### 文本节选
──────
您的位置:首页 > 其它

MapReduce基准测试

2017-12-17 21:45 274 查看
一 基准测试简介
1 测试对于验证系统的正确性、分析系统的性能来说非常重要,能对系统有更全面的了解、能找到系统的瓶颈所在、能对系统性能做更好的改进。
2 Hadoop自带了几个基准测试,被打包在几个jar包中,如hadoop-test.jar和hadoop-examples.jar,在Hadoop环境中可以很方便地运行测试。
3、测试基准主要放在:hadoop-mapreduce-client-jobclient-2.7.4-tests.jar中。

二 查看基准测试
[root@centos hadoop-2.7.4]# ./bin/yarn jar /opt/hadoop-2.7.4/share/hadoop/mapreduce/hadoop-mapreduce-client-jobclient-2.7.4-tests.jar
An example program must be given as the first argument.
Valid program names are:
DFSCIOTest: Distributed i/o benchmark of libhdfs.
DistributedFSCheck: Distributed checkup of the file system consistency.
JHLogAnalyzer: Job History Log analyzer.
──────
### 所给条目
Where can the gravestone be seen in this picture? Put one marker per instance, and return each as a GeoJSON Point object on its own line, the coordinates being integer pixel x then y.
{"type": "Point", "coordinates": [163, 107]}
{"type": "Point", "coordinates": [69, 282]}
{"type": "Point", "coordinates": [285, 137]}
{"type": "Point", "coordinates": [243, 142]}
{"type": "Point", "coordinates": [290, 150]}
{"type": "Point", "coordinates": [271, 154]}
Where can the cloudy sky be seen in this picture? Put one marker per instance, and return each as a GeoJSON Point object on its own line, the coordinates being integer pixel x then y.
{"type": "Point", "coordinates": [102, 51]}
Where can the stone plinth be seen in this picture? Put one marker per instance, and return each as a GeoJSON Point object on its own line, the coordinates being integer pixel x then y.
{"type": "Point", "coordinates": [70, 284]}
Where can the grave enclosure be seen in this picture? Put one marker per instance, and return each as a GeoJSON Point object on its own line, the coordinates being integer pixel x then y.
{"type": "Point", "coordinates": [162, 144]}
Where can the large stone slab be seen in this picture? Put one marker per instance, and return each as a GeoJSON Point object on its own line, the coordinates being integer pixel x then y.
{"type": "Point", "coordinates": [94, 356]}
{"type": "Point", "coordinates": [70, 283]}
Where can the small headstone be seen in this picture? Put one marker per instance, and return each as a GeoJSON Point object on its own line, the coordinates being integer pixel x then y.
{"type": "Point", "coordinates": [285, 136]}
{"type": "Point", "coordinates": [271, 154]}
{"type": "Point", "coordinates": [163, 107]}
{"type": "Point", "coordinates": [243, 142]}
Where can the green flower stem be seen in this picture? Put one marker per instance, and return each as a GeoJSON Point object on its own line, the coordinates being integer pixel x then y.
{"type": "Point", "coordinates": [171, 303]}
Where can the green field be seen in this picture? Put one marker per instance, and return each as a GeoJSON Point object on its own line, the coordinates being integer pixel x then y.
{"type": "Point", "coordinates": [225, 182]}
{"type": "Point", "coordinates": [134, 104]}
──────
### 题目
列出上文MapReduce基准测试短文中提到的全部jar包名称。

### 参考答案
hadoop-test.jar、hadoop-examples.jar、hadoop-mapreduce-client-jobclient-2.7.4-tests.jar